Exercise objective: Lines before the one containing "the wet rock" are left out; copy that line and every later line through the end of the data exactly.

Data items:
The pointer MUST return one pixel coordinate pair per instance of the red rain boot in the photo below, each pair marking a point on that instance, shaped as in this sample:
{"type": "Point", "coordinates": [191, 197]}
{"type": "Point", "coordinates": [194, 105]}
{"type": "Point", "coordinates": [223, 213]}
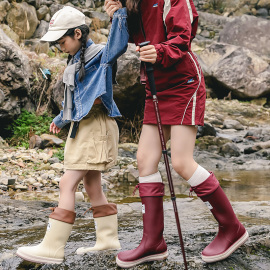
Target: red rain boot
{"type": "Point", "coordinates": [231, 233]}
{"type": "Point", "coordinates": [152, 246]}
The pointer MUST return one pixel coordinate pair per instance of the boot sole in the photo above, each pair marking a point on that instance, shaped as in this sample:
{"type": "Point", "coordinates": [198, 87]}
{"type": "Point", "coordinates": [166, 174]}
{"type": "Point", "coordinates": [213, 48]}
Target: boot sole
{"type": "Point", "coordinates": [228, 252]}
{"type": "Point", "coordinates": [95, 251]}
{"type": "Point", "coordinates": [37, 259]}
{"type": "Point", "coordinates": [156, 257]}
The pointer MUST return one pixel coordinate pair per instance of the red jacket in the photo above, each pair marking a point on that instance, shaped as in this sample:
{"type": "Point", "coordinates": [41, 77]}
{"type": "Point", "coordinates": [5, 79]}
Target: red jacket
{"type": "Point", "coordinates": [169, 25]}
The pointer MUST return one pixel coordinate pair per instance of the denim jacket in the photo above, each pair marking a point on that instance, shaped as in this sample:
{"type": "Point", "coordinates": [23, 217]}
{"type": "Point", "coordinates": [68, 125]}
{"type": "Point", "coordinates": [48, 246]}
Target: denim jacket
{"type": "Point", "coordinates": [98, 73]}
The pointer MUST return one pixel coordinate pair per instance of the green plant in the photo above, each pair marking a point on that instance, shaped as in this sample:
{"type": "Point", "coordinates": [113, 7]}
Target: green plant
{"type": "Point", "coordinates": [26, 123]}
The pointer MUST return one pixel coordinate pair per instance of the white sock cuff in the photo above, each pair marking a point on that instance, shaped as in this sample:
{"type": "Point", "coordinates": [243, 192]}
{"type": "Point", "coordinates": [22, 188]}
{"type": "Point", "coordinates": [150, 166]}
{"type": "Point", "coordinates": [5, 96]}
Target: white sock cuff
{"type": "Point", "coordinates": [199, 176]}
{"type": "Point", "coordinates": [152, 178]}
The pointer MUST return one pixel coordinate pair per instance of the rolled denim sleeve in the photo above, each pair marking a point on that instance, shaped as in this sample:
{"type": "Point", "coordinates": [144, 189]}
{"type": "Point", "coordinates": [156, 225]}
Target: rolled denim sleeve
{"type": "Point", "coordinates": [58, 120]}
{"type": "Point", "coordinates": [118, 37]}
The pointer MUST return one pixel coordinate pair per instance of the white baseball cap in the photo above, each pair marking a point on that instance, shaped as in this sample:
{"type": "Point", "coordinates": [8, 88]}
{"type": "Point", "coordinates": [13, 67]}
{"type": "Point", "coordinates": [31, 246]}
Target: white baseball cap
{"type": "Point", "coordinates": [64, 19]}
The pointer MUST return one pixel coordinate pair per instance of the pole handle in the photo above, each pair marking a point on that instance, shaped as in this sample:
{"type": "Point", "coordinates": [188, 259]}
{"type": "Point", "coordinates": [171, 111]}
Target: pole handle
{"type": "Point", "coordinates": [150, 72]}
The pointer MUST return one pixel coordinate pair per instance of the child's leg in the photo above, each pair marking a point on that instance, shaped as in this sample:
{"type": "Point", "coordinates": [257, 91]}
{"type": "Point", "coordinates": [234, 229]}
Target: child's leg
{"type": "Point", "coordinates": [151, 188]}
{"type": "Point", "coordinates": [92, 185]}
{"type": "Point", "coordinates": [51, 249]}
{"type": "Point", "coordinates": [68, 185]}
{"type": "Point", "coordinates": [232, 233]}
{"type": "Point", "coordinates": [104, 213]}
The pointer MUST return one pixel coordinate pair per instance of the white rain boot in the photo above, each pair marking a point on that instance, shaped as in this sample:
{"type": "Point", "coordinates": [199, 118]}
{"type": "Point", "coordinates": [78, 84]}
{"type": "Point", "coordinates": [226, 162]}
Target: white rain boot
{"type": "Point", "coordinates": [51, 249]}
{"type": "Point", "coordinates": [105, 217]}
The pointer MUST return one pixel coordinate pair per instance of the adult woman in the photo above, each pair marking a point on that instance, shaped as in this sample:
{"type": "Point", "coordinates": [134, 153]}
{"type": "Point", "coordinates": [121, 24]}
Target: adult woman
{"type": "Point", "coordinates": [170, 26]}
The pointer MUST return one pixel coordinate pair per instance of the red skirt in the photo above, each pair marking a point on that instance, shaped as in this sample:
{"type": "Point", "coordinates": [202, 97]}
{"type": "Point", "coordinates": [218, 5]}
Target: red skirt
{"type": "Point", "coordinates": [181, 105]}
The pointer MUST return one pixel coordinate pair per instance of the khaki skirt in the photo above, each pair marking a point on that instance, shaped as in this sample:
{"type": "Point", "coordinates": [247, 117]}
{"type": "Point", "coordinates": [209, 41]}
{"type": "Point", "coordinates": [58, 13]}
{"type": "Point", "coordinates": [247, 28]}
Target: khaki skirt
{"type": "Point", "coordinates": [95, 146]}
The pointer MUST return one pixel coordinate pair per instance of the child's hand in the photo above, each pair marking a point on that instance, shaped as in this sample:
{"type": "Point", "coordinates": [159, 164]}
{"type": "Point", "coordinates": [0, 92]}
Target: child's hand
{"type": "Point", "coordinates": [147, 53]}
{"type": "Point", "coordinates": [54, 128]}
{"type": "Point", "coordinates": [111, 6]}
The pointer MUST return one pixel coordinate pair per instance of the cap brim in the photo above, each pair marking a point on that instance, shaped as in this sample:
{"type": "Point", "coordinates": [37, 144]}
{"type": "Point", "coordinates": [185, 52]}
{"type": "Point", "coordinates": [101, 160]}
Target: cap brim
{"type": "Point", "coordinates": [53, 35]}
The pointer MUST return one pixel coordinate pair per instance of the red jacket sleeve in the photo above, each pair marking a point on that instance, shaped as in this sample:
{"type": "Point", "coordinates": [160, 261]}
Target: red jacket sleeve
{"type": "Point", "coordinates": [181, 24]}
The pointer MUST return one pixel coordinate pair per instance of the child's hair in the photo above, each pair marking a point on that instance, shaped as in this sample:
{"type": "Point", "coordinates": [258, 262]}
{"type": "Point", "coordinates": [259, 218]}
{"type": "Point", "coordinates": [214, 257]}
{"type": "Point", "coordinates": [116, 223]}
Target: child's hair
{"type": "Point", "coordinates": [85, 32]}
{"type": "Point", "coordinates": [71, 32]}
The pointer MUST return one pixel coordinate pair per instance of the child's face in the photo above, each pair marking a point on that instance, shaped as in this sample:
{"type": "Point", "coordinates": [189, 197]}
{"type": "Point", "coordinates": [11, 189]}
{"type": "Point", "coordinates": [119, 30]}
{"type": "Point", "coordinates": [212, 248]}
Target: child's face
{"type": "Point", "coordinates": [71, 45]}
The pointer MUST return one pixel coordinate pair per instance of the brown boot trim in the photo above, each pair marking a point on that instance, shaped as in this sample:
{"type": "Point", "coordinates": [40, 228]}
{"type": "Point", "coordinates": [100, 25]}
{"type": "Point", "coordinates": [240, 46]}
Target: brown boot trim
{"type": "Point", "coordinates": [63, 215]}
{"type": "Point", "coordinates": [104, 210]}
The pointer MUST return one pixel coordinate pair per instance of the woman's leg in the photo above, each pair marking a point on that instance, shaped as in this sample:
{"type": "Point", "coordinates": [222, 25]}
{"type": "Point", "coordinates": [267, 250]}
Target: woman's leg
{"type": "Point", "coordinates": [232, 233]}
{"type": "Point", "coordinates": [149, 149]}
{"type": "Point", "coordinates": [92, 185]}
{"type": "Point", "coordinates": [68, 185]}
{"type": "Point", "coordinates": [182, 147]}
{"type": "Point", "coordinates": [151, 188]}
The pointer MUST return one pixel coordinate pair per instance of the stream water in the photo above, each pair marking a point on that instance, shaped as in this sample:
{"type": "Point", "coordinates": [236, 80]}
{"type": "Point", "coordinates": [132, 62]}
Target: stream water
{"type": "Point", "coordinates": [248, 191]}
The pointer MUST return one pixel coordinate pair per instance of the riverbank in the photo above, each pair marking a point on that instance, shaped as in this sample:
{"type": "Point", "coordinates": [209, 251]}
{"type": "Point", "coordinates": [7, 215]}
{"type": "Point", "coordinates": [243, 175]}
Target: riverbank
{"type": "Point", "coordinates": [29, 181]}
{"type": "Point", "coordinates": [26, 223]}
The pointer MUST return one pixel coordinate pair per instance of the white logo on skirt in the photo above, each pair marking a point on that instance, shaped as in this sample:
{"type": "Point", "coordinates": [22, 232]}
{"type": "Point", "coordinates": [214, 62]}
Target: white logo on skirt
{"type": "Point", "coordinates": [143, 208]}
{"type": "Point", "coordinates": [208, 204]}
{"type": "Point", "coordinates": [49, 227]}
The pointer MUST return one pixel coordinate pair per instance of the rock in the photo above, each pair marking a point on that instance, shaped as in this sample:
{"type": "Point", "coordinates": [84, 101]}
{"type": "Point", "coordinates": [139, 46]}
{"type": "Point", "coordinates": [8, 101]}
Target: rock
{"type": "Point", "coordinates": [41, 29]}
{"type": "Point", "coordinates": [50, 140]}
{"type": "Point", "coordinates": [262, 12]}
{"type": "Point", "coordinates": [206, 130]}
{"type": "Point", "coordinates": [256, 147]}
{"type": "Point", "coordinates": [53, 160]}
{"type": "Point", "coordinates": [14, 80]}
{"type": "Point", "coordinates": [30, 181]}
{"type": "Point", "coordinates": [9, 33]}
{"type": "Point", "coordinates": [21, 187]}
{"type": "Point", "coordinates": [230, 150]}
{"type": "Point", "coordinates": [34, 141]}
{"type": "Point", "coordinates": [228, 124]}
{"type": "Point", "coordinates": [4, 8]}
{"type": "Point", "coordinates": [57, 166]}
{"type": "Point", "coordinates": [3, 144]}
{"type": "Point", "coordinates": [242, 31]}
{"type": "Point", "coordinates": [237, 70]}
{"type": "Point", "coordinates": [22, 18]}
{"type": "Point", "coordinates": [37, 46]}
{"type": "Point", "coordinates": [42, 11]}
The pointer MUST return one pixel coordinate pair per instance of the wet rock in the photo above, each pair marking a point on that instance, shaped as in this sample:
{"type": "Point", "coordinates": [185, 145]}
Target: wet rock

Reply:
The pointer MUST return one pixel coordinate pair per instance of the wet rock in the photo above, each pair marking a point on that instance, shaped as in this sample:
{"type": "Point", "coordinates": [185, 145]}
Target: wet rock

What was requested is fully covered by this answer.